__Set of tasks__:
- a) Summarize the thread about Ctrl-C and SSH in two sentences.
- b) Continue the thread about Ctrl-C and SSH from the point where it stops.

__Text extract__:
- - - -

SSH and Ctrl-C leave attic serve instances alive and prevent further upload #545

filcuc · 2016-01-12T22:52:55Z

Hi i've just filled this bug report for attic
I didn't test it with borg.
Do you know if this is still the case?

ThomasWaldmann · 2016-01-12T23:02:50Z

Yes, I've seen your issue.

I am not completely sure about it (and it might also depend on the ssh/sshd configuration a bit).
It might be fixed (there was a ton of fixes, see #5 - compared to what attic repo has).

I just tried borg create --ssh--> localhost repo and quickly interrupted it 5 times and it did not hang for me.

So maybe try it, if it works for you, we could check one more attic issue from our list.

filcuc · 2016-01-12T23:26:47Z

Thank you for the reply, i'll try again with borg tomorrow and see if something change.
However before writing the issue i quickly look at the attic source code and i didn't see in the remote server logic some sort of timeout handling nor a ping pong protocol. Usually client server architectures involve a ping pong for making both part aware of the other parter state.

ThomasWaldmann · 2016-01-12T23:30:16Z

Well, there are pipes and if the connection breaks down, they break. That should be dealt with within remote.py.

dragetd · 2016-01-13T02:47:31Z

I have been running a 8-day ssh-backup over a slow upload. Interrupted it multiple times by Ctrl+C, network dying or similar issues.

It did happen a few times that the lock was not removed. borg break-lock fixed it.
Once I had a corruption of the repository index. borg check --repair was able to fix it.

No other issues were encountered.

filcuc · 2016-01-17T17:06:29Z

Tested with borg 0.29.0 after a couple of CTRL-C i get stuck with

emote: Borg 0.29.0: exception in RPC call:
Remote: Traceback (most recent call last):
Remote:   File "/vagrant/borg/borg/borg/locking.py", line 134, in acquire
Remote: FileExistsError: [Errno 17] File exists: '/home/filippo/test.borg/lock.exclusive'
Remote: 
Remote: During handling of the above exception, another exception occurred:
Remote: 
Remote: Traceback (most recent call last):
Remote:   File "/vagrant/borg/borg/borg/remote.py", line 96, in serve
Remote:   File "/vagrant/borg/borg/borg/remote.py", line 121, in open
Remote:   File "/vagrant/borg/borg/borg/repository.py", line 63, in __init__
Remote:   File "/vagrant/borg/borg/borg/repository.py", line 141, in open
Remote:   File "/vagrant/borg/borg/borg/locking.py", line 267, in acquire
Remote:   File "/vagrant/borg/borg/borg/locking.py", line 118, in __enter__
Remote:   File "/vagrant/borg/borg/borg/locking.py", line 140, in acquire
Remote: borg.locking.LockTimeout: /home/filippo/test.borg/lock.exclusive
Remote: Platform: Linux server1.lightwolf.eu 3.13.0-37-generic #64-Ubuntu SMP Mon Sep 22 21:28:38 UTC 2014 x86_64 x86_64
Remote: Linux: debian jessie/sid   LibC: glibc 2.3
Remote: Python: CPython 3.5.1
Remote: 
Remote Exception (see remote log for the traceback)

- - - -

__Data__:

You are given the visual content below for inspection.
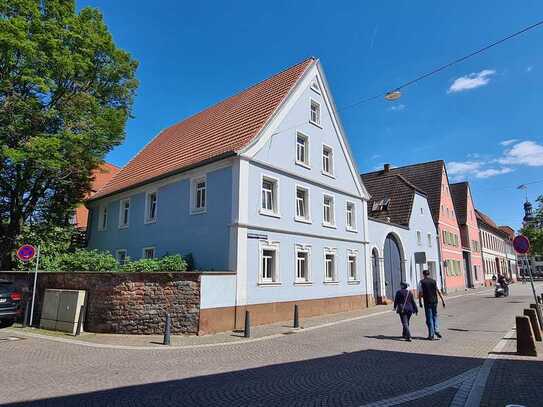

- - - -

__Task-by-task results__:
- a) filcuc asks whether an attic bug, in which SSH and Ctrl-C leave attic serve instances alive and prevent further uploads, still affects borg. ThomasWaldmann could not make borg hang after interrupting it 5 times over SSH, and dragetd fixed a few stale locks and one index corruption with borg break-lock and borg check --repair, but filcuc's own test with borg 0.29.0 got stuck after a couple of Ctrl-C presses with a remote LockTimeout on the repository's exclusive lock.

- b)
Platform: Linux as5951g 4.3.3-2-ARCH #1 SMP PREEMPT Wed Dec 23 20:09:18 CET 2015 x86_64 
Linux: arch    LibC: glibc 2.3.4
Python: CPython 3.5.1

filcuc · 2016-01-17T17:08:41Z

on the server with ps -aux i notice two borg processes

filippo  28325  0.0  0.3  10992  3044 ?        Ss   16:56   0:00 borg serve --umask=077
filippo  28326  0.0  1.7 131400 17372 ?        S    16:56   0:00 borg serve --umask=077

filcuc · 2016-01-17T17:10:48Z

The command used for uploading the content is

borg create --stats --progress filippo@mytestserver:~/test.borg::Tuesday /home/filippo/ownCloud/

filcuc · 2016-01-17T17:13:56Z

@ThomasWaldmann regarding the pipes breaking down i'm not quite sure they break if the connection drop down. I work with sockets and i learned the hard way the need for an explicit ping pong protocol

ThomasWaldmann · 2016-01-17T19:12:13Z

@filcuc that is a leftover lock, there is another ticket that deals with that. borg break-lock can be used to remove that manually (when being sure that there should be no lock).

ssh btw has also such a "ping" feature that could be used.

ThomasWaldmann · 2016-02-19T06:38:55Z

maybe related: jborg/attic#130 jborg/attic#323

dragetd · 2016-02-19T11:05:07Z

My offsite-backup is behind a firewall. The remote-backup-host had a script that auto-created a reverse ssh session which I was pushing the backups through.

Just recently I realized that SSH relies on TCPKeepAlive to kill stale SSH tunnel… but the reverse SSH session kept running if my backup client had network issues or borg was killed some other way.

Just one day ago I added:
ClientAliveInterval 180
ClientAliveCountMax 3
which should kill dead SSH session after 9 minutes. My first tests show that it might have helped.

It could be very well not related to the original issue, but then again, I thought I'd share my findings.

filcuc · 2016-03-14T22:00:52Z

I solved the same way putting
ClientAliveInterval 10
ClientAliveCountMax 3

filcuc · 2016-03-14T22:01:06Z

maybe we could close this one...

enkore · 2016-03-14T22:48:43Z

If it's not in the docs it should probably go into the FAQ?

ThomasWaldmann · 2016-03-15T13:32:21Z

@dragetd do you still think these 2 lines were helpful? If so, can you remove them again to see if the problem comes back?

If we are sure about this being helpful, we need to think about specific values and then add to FAQ. There is already a somehow related ssh Q in there.

ThomasWaldmann · 2016-04-05T22:04:21Z

Any news?

ThomasWaldmann · 2016-06-21T13:02:20Z

I'ld like to close this issue soon. So if someone thinks something should be done about it (add stuff to docs, fix code), please speak up (and consider your recent past experience with up-to-date borg versions).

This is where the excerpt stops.